- EXERCISE -
Please filter the records below down to every line containing the word "bird", copying each such line in full. Case counts, so match capitalization exactly.

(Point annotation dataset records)
================================

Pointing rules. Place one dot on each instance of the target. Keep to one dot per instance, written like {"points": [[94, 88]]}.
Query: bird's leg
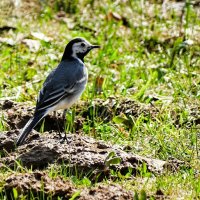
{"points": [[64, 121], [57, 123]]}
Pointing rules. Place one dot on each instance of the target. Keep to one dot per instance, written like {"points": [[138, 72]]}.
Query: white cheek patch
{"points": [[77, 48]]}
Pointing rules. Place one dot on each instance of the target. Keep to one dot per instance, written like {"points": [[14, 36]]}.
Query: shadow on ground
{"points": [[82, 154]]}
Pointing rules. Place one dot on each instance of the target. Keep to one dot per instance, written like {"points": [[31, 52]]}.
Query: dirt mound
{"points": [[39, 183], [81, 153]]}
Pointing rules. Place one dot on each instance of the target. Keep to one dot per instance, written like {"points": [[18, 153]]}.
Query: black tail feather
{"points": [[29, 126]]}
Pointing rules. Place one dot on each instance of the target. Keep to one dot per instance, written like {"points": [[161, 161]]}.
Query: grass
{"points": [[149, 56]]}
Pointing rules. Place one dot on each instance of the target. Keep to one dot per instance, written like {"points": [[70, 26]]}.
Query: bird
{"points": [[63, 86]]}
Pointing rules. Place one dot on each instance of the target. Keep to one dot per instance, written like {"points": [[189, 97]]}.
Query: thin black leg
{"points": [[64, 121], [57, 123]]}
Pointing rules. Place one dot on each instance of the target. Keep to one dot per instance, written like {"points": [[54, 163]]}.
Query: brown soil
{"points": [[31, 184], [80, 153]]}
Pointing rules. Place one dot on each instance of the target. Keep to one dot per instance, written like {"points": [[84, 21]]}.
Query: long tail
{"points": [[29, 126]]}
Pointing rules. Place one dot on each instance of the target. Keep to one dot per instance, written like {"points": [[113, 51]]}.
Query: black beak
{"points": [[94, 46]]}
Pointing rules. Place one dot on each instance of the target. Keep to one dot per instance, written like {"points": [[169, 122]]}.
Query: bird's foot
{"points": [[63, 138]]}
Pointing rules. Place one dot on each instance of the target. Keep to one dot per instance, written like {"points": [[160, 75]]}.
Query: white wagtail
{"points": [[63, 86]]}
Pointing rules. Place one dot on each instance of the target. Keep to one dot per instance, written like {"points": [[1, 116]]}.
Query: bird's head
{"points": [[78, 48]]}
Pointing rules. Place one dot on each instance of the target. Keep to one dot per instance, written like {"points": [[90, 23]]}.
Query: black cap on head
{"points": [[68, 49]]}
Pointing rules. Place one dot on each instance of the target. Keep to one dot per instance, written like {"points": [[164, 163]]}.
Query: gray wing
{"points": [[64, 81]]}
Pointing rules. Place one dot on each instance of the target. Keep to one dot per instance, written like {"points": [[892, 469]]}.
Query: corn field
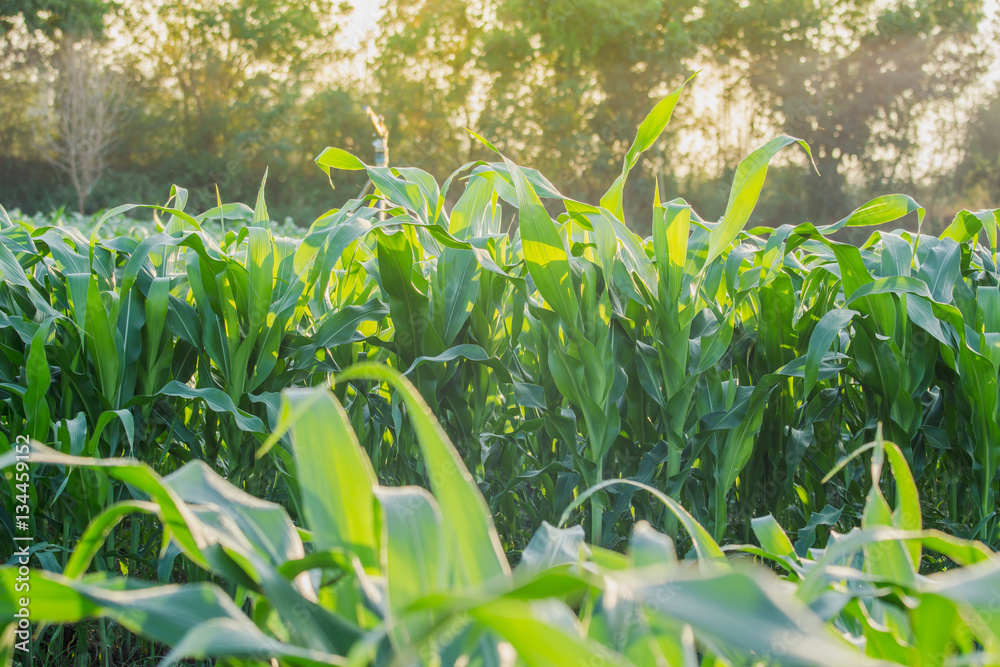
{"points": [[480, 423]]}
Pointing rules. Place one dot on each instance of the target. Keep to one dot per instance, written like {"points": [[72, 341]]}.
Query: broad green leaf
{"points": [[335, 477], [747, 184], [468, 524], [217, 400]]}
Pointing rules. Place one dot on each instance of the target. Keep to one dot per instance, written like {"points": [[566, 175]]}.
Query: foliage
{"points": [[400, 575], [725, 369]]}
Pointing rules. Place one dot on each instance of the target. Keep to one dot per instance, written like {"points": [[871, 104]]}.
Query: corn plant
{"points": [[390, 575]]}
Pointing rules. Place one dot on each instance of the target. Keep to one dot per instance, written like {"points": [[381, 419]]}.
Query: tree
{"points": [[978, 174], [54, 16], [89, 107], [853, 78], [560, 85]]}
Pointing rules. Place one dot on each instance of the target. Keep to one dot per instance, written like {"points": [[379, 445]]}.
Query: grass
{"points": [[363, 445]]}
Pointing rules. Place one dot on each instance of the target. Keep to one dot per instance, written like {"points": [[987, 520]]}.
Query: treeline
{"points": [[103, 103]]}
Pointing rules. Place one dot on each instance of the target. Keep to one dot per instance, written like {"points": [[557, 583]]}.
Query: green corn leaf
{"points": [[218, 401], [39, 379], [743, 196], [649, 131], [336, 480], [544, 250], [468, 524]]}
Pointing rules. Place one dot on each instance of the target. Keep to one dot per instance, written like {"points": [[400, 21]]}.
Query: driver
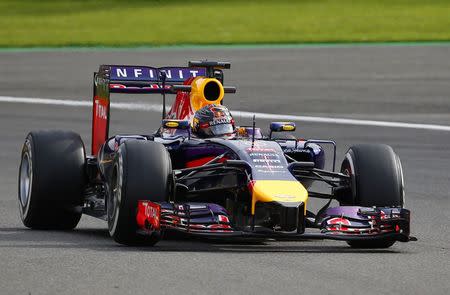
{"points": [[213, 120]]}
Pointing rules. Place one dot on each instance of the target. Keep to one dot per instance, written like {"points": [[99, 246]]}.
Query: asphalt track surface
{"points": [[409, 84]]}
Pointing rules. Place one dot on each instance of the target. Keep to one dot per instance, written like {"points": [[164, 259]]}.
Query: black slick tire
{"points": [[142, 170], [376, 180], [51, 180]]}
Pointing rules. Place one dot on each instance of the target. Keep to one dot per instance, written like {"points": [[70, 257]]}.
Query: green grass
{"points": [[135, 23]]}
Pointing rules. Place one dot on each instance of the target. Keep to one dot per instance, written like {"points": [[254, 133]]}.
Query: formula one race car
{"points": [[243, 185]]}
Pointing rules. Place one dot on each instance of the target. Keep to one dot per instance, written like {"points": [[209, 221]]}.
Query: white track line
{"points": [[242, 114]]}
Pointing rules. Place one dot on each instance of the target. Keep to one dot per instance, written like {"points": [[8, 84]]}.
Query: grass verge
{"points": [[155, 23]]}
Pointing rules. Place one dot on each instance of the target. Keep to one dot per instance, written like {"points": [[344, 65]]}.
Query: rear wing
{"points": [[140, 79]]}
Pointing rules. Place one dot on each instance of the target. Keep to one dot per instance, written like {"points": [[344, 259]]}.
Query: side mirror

================================

- EXERCISE OUTPUT -
Query: bird's leg
Query: bird
Query: bird's foot
Query: bird's head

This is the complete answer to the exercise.